Exterminio: La evolución
Danny Boyle regresa a la saga que ayudó a redefinir el cine de zombis con Exterminio: La evolución, pero no lo hace desde la comodidad de la repetición. Esta tercera entrega, escrita nuevamente por Alex Garland, 28 años después, asume el riesgo de subvertir la fórmula y explorar territorios inesperados. Desde su impactante secuencia inicial —niños aterrados viendo a los Teletubbies mientras una horda de infectados irrumpe violentamente— la película anuncia que no pretende ser solo una continuación, sino una mirada distinta sobre la pérdida, el miedo y el tránsito hacia la madurez en un mundo devastado. Boyle combina horror, lirismo y crudeza para recordarnos que, incluso en medio de la destrucción, aún queda espacio para la sorpresa y la emoción
Las acciones transcurren en Holy Island, una comunidad aislada que sobrevive con una lógica casi medieval tras décadas de pandemia. Allí vive Spike, un niño de 12 años que idolatra a su padre, Jamie, y cuida de su madre, Isla, debilitada por enigmáticos episodios de pérdida de conciencia. La narración se articula en torno a dos viajes que experimenta el muchachito: primero, una cacería con su padre como rito de iniciación (una mirada suspicaz al molde del “macho todoterreno” que debe gobernar el mundo); después, la huida de Spike con su madre hacia el continente en busca de un médico que podría salvarla. Boyle contrapone ambos recorridos físicos para abrir perspectivas distintas sobre la forma en que puede entenderse el mundo cuando los modelos de crianza están determinados por la figura paterna o materna.
El escenario insular potencia la sensación de encierro y atraso. Los habitantes usan arcos y flechas como armas, evocando un heroísmo añejo que Boyle contrasta con imágenes de archivo. Esta decisión no es gratuita: sugiere que la comunidad ha quedado atrapada en una idea romántica de la lucha, mientras el mundo exterior se hunde en el caos.
En medio de este contexto, destaca la variedad de infectados: desde criaturas obesas y lentas hasta corredores espasmódicos, pasando por la presencia de un “alfa”, un gigante de fuerza e inteligencia superiores. Este abanico aporta tensión a las escenas de acción, pero Boyle coloca en primer plano la relación entre Spike y su madre, explorando el tránsito del niño hacia la adultez en un entorno marcado por la violencia y la pérdida.

Entradas tomadas de una colección:
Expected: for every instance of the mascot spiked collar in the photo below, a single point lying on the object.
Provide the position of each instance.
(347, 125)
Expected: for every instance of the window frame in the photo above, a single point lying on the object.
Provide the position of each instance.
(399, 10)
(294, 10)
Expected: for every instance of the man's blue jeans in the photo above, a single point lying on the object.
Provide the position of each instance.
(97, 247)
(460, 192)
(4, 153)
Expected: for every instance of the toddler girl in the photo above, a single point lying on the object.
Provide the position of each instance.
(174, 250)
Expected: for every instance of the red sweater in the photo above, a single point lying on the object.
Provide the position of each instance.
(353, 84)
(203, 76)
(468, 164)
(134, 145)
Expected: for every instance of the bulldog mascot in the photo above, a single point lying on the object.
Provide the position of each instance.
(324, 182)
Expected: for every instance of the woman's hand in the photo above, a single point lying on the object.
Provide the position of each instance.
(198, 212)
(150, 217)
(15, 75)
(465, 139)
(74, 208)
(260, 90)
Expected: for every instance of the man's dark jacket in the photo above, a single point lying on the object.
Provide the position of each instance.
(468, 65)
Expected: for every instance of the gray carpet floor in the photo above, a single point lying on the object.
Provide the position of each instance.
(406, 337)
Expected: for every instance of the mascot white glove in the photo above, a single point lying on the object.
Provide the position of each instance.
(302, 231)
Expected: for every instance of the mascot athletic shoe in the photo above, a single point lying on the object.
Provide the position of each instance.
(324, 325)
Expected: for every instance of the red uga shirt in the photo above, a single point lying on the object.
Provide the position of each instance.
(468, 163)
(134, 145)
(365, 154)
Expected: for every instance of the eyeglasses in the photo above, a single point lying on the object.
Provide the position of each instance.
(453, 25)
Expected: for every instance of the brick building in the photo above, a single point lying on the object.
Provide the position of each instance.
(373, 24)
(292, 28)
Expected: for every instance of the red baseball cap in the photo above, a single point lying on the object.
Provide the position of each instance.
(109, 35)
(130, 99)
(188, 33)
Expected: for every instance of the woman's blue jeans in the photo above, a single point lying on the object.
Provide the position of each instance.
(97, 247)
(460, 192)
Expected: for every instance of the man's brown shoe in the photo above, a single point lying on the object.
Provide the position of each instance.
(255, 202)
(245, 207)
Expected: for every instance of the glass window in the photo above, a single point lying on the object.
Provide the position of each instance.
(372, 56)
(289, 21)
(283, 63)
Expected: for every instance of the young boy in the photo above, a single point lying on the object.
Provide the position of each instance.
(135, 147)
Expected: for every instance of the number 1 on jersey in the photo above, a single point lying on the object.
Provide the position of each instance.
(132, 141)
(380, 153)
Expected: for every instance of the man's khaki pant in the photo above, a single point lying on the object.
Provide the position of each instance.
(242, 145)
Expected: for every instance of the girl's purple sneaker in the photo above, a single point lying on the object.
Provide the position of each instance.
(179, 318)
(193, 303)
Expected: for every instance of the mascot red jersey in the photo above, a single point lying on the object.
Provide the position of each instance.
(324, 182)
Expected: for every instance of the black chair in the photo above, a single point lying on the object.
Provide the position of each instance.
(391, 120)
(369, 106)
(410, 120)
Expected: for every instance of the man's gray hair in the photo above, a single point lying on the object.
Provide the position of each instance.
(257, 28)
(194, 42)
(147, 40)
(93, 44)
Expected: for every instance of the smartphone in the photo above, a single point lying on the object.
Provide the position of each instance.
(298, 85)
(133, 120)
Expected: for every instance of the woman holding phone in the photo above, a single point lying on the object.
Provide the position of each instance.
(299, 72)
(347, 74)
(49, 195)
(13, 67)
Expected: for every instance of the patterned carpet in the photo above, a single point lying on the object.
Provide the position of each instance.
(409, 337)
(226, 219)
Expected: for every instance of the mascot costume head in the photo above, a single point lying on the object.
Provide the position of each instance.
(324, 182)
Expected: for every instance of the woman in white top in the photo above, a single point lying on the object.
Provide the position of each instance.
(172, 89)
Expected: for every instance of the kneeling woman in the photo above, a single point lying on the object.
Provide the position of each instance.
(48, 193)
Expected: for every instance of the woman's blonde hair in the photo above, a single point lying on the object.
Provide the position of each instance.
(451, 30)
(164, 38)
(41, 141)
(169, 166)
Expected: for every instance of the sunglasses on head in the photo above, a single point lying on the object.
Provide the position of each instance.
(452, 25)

EXPLORA EL MATERIAL:
(a) Indica si cada afirmación coincide con la reseña de Exterminio: La evolución y cita las palabras exactas que lo deciden: (i) Spike tiene 12 años; (ii) los habitantes de Holy Island usan armas de fuego; (iii) el guion de la película es de Alex Garland.
(b) Escribe la continuación de la reseña de Exterminio: La evolución a partir del punto en que termina.

RESPUESTAS POR TAREA:
(a)
(i) Sí: "Allí vive Spike, un niño de 12 años".
(ii) No: "Los habitantes usan arcos y flechas como armas".
(iii) Sí: "escrita nuevamente por Alex Garland".

(b)
Las imágenes alternan recursos expresionistas con el uso deliberado de tecnología digital de baja resolución, lo que otorga a la película una textura sucia y cercana. Cuando la cámara se detiene en campos y bosques, la fotografía de Anthony Dod Mantle revela una belleza que roza lo onírico. Esta dualidad visual refleja la constante oscilación entre horror y lirismo que define al filme. Cabe mencionar que Boyle utilizó varios iPhones para el rodaje, aunque, valgan verdades, este recurso resulta más artificioso que innovador. Aun así, las escenas de acción mantienen un vértigo notable y transmiten una sensación de experiencia en primera persona que se agradece.
Cabe destacar que el trabajo actoral sostiene esta apuesta narrativa con notable solvencia. Alfie Williams interpreta a Spike sin recurrir a clichés de infancia idealizada. Jodie Comer combina fragilidad y determinación en su papel de Isla, mientras que Ralph Fiennes aporta una ambigüedad moral a un médico tan enigmático como perturbador. El papá de Spike, Jamie, lo desarrolla Aaron Taylor-Johnson. Estas interpretaciones fortalecen el eje emocional de la historia y evitan que la película se reduzca a un simple espectáculo de sangre, sesos y mordidas por doquier.
Ciertas líneas temáticas, como la crítica religiosa o las referencias al militarismo, aparecen apenas insinuadas y no llegan a desarrollarse del todo. No importa porque Boyle mantiene la cohesión del relato y evita que la película se perciba como un ejercicio de nostalgia. Exterminio: La evolución se distancia de la lógica de las franquicias para reflexionar sobre la mortalidad y la memoria, proponiendo una visión más humana de un mundo devastado.
El resultado es una obra arriesgada que revitaliza la saga sin repetirse. Boyle y Garland desafían las expectativas con una película que combina relato de maduración, terror y experimentación formal, invitando al espectador a mirar el género zombi —aunque el director británico siempre haya preferido el término “infectado”— desde nuevas perspectivas. No se trata solo de la continuación de una historia, sino de un recordatorio de que, incluso en medio de la devastación y pese a las numerosas malas películas asociadas al género, el cine de zombis aún mantiene su vigencia.